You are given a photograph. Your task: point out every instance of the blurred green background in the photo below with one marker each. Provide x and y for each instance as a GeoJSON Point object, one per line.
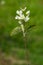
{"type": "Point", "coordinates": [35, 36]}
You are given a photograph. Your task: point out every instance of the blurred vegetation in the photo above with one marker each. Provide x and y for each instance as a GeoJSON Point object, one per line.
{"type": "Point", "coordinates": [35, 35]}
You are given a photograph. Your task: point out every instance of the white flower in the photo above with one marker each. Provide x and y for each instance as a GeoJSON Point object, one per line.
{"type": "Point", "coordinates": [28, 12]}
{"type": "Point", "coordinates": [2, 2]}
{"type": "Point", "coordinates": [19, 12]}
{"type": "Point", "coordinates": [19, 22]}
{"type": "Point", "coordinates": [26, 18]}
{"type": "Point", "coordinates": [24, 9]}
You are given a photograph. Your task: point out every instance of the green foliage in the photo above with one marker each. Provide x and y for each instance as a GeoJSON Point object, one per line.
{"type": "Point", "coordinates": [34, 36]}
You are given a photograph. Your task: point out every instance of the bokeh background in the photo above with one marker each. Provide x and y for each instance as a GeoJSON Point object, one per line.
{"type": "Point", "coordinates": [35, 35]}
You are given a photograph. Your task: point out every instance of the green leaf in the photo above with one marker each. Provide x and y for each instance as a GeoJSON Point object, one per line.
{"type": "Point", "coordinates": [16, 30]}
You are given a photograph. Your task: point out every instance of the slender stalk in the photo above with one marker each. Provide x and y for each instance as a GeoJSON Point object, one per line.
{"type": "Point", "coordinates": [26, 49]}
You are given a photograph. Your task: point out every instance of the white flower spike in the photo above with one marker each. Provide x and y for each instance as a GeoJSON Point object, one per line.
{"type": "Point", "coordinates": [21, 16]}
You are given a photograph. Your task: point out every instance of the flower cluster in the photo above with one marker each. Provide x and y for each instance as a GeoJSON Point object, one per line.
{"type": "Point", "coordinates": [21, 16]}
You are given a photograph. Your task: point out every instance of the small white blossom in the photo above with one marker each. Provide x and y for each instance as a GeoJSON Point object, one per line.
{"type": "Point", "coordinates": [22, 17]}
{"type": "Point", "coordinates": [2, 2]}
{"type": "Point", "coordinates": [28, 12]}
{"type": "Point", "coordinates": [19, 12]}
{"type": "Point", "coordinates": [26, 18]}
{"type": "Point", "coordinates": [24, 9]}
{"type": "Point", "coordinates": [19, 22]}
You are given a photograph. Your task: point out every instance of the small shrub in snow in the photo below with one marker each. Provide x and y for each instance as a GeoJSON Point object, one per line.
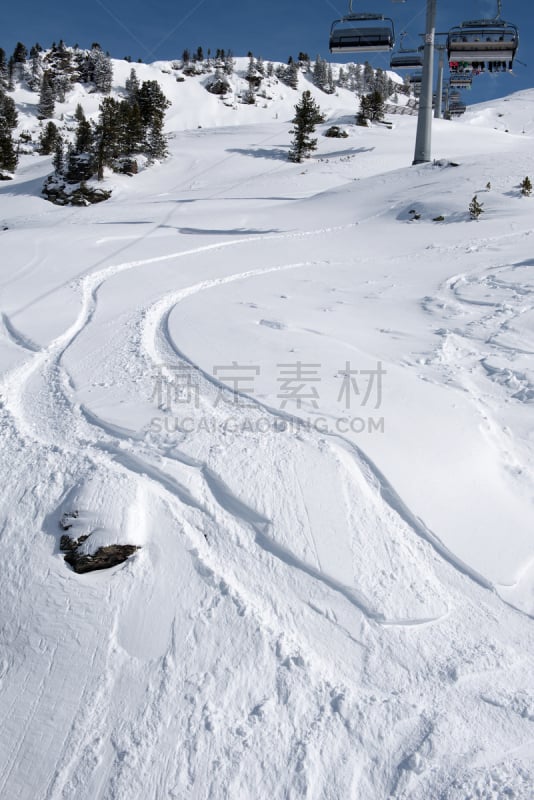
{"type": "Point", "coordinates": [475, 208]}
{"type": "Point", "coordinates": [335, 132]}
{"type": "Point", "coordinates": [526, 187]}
******************************
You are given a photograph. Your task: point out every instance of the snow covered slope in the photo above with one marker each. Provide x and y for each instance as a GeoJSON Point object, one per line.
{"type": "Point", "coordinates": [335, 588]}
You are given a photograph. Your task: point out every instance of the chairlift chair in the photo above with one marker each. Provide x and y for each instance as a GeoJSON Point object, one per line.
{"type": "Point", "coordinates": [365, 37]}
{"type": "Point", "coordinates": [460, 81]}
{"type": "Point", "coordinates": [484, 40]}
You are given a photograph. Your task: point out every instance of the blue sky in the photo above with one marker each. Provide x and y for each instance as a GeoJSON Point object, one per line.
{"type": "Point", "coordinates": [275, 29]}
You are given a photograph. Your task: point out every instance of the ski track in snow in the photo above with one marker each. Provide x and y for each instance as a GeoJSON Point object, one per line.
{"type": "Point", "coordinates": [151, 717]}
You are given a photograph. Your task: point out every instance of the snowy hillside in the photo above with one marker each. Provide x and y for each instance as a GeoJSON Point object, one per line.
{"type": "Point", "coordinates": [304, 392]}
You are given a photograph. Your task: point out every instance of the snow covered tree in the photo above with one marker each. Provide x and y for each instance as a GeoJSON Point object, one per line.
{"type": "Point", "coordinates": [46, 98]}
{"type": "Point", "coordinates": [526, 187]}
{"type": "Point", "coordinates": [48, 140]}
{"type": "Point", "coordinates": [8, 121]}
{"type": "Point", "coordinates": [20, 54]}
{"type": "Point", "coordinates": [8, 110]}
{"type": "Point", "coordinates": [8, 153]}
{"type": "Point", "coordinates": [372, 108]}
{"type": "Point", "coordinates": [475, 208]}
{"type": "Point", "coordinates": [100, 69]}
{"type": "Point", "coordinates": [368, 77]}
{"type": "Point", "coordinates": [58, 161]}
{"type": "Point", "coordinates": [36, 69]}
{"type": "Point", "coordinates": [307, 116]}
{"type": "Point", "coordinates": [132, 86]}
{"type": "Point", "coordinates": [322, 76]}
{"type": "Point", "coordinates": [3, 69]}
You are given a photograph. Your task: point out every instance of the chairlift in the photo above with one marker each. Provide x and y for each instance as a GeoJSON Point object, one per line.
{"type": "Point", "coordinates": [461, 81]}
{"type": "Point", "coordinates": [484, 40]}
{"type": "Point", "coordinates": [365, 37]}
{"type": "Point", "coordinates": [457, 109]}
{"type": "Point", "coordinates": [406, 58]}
******************************
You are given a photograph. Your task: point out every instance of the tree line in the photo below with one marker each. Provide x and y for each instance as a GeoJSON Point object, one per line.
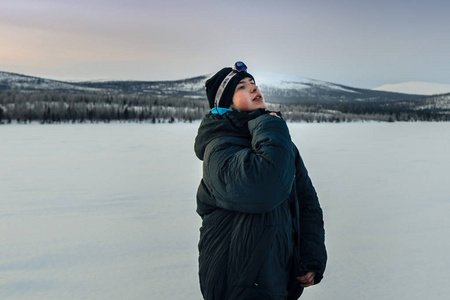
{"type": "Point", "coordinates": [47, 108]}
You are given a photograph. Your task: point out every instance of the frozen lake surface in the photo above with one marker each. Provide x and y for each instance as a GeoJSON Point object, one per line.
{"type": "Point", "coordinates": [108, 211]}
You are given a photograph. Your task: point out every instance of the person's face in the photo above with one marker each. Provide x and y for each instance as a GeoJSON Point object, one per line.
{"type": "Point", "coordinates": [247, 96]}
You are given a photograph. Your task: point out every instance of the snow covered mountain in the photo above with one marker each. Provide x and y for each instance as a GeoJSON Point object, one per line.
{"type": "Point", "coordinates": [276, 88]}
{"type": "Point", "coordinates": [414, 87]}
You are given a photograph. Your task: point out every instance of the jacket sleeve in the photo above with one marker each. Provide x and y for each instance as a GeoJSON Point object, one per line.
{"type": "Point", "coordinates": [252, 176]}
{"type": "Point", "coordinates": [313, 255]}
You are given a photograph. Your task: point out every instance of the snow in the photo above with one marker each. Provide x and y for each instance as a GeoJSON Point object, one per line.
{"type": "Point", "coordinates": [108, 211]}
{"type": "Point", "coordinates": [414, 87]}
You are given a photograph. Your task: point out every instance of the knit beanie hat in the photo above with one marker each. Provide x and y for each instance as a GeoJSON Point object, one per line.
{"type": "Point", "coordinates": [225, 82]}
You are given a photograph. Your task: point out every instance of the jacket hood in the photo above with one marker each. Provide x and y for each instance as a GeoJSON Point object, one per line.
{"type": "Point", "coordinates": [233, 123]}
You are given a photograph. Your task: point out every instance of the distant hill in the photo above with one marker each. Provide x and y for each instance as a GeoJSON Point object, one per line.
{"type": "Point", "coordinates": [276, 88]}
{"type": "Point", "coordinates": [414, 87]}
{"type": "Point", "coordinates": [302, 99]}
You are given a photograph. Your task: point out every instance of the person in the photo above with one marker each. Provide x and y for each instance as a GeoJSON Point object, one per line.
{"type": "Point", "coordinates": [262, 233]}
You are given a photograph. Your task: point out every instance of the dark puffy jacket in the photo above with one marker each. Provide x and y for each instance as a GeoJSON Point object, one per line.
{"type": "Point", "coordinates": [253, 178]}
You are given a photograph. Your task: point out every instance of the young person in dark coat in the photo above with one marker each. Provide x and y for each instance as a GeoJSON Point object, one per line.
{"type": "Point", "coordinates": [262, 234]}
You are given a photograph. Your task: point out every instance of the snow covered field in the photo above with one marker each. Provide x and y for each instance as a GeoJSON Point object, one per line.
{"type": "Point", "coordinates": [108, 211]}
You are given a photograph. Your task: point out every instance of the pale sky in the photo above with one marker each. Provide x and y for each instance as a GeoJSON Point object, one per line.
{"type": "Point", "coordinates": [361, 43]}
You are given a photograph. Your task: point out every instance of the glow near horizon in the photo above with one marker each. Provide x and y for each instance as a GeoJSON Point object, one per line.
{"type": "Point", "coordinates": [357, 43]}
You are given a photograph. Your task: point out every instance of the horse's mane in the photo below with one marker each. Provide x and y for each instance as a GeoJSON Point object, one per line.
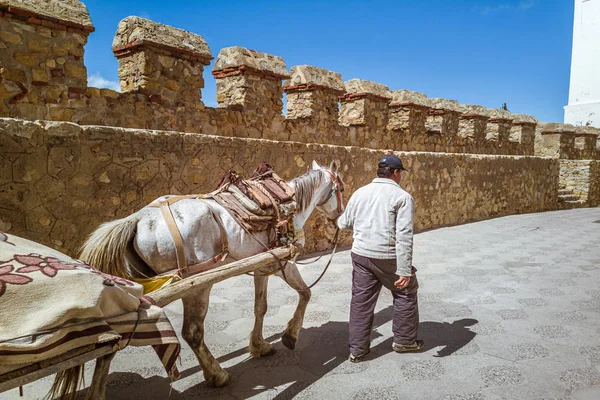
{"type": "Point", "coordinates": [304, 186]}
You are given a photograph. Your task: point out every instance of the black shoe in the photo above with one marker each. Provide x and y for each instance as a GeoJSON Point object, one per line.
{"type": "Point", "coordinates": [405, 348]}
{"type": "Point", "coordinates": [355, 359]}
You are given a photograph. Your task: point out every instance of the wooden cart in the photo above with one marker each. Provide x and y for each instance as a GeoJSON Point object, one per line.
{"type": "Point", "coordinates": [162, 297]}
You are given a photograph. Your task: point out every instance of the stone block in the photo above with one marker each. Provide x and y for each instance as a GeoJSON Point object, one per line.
******************************
**What you should do**. In the listing above, find the line holding "of the horse's" and the line holding "of the stone". Reproduce those two lines and all between them exactly, leaving out pictures.

**The answer**.
You are given a photograph. Your task: point out every instance of the horse's mane in the photo below with one marker each. Provide x and y for each instance as a GeoJSON Point object, one per line.
{"type": "Point", "coordinates": [304, 186]}
You are given a photograph. Your task: point out every instance of the black shoe in the photo above with one marker each. Provide x and y for each instance as a GeoJSON Point object, one per line.
{"type": "Point", "coordinates": [405, 348]}
{"type": "Point", "coordinates": [355, 359]}
You are given a photograph. Your task: point out every instance of the wooden cart in the photo above with one marker each. Provide x and y for each instance as a GeoJSON Point object, one per line.
{"type": "Point", "coordinates": [162, 297]}
You are given a photograph. Your task: point out every instance of the stone block in the photo above with one marker each. Provide x and y for each instance as a GeoJSON Point object, one per line.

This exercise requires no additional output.